(Data entries)
*-*-*

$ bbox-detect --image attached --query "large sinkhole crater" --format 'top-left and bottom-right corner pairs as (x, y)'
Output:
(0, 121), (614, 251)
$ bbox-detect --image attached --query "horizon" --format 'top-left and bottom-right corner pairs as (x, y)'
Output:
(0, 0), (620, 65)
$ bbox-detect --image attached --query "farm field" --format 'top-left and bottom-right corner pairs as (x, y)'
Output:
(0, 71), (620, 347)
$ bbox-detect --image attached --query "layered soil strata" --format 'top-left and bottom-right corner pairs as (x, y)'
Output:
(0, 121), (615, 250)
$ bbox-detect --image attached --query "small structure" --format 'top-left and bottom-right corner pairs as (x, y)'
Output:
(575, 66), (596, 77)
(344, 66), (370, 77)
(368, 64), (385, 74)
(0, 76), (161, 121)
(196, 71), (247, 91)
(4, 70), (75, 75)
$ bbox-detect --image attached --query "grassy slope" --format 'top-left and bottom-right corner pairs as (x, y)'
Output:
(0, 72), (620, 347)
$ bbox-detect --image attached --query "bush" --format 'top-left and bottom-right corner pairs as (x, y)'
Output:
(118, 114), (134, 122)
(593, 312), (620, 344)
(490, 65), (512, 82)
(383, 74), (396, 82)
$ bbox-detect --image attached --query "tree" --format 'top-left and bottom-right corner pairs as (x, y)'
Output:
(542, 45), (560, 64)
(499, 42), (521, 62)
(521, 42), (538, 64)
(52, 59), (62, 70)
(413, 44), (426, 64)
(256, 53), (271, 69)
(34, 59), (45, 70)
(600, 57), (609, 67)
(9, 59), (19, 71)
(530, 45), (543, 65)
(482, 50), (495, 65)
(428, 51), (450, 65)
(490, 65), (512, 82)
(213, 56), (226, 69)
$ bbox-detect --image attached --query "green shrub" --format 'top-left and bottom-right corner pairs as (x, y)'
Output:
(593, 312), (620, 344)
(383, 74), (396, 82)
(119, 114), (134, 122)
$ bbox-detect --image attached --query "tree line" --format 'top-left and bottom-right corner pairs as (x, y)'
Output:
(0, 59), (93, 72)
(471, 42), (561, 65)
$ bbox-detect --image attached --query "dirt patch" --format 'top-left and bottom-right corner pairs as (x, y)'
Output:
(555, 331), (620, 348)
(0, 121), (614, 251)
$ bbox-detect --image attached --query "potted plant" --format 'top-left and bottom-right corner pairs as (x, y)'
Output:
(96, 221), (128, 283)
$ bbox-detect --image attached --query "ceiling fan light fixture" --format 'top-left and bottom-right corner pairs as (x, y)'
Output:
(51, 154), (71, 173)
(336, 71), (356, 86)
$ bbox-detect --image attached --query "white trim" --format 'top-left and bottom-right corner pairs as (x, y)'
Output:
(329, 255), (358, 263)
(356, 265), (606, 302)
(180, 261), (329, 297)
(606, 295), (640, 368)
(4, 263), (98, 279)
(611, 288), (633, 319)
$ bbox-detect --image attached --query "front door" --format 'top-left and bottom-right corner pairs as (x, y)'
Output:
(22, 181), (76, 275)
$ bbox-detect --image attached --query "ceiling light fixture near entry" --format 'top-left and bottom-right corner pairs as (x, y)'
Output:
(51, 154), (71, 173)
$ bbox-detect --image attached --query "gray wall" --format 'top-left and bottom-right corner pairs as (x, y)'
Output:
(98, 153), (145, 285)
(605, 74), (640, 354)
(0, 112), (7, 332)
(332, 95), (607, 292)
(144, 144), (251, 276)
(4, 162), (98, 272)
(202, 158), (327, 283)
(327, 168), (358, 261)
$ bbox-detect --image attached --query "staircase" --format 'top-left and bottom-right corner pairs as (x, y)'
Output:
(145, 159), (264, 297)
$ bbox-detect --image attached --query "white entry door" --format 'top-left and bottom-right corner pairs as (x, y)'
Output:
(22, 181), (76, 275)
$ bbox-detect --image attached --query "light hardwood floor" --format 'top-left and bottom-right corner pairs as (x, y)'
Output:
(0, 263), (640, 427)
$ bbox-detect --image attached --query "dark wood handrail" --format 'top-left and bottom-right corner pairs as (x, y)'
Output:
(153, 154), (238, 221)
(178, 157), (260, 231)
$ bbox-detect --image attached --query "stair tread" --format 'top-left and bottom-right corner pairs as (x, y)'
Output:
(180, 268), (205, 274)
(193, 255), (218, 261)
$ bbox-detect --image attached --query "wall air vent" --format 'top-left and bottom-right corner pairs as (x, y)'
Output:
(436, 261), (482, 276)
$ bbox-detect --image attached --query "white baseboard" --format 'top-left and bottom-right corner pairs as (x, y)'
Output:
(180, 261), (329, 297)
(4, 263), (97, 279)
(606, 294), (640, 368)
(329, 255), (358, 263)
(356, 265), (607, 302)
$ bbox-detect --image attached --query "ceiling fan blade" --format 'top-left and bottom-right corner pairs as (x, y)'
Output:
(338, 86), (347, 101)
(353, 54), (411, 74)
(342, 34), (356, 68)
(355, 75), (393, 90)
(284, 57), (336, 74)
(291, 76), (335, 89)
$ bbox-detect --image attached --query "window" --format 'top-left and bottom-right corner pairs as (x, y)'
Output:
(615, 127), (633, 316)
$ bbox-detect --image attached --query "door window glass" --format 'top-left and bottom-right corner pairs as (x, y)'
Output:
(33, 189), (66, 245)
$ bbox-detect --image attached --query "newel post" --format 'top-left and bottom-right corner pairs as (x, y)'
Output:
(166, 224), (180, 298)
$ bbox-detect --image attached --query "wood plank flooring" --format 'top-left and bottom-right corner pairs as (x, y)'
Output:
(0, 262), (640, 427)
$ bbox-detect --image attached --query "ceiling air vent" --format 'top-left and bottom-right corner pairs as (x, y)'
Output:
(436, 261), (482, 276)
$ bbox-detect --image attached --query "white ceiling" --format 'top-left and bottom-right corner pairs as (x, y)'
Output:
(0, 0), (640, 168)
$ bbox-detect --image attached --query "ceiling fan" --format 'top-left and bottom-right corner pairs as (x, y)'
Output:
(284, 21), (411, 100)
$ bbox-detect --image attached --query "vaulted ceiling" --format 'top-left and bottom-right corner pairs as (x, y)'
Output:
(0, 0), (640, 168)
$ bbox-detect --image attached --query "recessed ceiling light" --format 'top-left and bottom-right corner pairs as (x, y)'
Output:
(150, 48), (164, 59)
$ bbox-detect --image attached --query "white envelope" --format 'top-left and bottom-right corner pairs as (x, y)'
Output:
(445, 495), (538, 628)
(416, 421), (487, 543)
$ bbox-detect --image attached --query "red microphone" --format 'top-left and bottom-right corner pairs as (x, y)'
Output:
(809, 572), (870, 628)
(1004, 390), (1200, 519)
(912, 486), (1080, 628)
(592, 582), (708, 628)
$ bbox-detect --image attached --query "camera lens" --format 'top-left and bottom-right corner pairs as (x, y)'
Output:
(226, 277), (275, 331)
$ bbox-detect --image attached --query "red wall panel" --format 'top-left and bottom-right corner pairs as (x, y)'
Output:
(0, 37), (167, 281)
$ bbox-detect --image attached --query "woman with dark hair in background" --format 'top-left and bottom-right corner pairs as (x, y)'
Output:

*-*-*

Pull out each line of the data above that contains the string "light". Case matters.

== Solution to the exercise ==
$ bbox-detect --image attached --query "ceiling fan light fixture" --format 'top-left and bottom-right corner pairs as (x, y)'
$ bbox-detect --image attached --query "ceiling light fixture near entry" --format 'top-left and bottom-right corner pairs as (x, y)'
$ bbox-detect --image attached --query "light hardwood floor" --format 'top-left and bottom-right corner pairs as (x, y)'
$ bbox-detect --image attached --query "recessed ceiling light" --format 'top-left and bottom-right corner pairs as (x, y)'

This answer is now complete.